» SET EXERCISE
Can you write out, word for word, the lines of the records below from the one containing "of the hazy" through the end of the records, both included?

» EXTRACTED MATERIAL

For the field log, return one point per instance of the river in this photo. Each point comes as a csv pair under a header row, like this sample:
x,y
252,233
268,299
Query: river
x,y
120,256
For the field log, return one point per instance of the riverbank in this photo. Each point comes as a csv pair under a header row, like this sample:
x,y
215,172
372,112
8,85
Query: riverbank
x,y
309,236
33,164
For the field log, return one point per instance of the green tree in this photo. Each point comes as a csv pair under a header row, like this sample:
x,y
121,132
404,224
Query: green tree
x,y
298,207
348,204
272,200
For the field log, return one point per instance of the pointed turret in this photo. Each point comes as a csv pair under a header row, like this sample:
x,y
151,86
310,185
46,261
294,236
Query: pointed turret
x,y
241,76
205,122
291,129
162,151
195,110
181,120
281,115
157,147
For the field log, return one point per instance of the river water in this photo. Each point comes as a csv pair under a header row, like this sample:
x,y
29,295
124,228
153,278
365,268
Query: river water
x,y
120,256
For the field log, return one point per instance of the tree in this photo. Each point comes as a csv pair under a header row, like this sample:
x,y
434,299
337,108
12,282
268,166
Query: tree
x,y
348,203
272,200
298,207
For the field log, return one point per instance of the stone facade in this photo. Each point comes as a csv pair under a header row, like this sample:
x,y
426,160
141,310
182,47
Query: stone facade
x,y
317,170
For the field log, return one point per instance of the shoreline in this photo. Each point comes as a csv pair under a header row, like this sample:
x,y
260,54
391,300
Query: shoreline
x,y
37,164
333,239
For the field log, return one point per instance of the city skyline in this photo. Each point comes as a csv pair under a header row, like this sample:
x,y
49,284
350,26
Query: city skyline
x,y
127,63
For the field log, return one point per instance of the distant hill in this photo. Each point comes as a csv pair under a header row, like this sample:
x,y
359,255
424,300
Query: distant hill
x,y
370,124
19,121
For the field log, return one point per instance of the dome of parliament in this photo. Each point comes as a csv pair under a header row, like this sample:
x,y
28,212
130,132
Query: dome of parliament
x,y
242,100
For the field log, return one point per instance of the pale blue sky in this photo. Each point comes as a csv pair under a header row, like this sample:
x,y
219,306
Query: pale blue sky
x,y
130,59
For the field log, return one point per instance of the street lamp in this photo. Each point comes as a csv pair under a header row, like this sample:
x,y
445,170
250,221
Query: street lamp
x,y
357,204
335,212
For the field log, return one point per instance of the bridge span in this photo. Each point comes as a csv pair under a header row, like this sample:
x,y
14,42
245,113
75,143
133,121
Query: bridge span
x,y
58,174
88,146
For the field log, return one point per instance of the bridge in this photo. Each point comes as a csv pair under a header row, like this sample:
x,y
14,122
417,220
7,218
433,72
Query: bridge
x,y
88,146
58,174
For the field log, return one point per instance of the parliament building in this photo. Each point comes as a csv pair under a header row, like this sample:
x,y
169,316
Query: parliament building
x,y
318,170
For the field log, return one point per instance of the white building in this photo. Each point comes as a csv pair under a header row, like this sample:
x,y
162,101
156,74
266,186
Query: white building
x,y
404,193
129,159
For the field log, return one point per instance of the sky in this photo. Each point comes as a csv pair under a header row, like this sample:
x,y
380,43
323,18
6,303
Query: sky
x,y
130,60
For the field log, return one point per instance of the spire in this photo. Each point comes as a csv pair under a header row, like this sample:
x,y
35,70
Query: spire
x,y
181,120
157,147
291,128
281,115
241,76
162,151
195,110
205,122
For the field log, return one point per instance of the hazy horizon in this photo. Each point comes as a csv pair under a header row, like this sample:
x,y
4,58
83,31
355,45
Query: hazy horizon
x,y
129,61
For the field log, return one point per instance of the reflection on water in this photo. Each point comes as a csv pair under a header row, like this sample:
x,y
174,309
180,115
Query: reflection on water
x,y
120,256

» RESULT BELOW
For the field log, return one point per instance of the hazy horizon in this photo. Each point comes as a csv pair under a header row, like this sample:
x,y
4,58
83,31
355,45
Query: hazy horizon
x,y
129,61
For the field log, return one point per instance of the reflection on water in this photo. Each point comes as a csv pair under a header row, like this sample:
x,y
174,309
180,115
Query: reflection on water
x,y
120,256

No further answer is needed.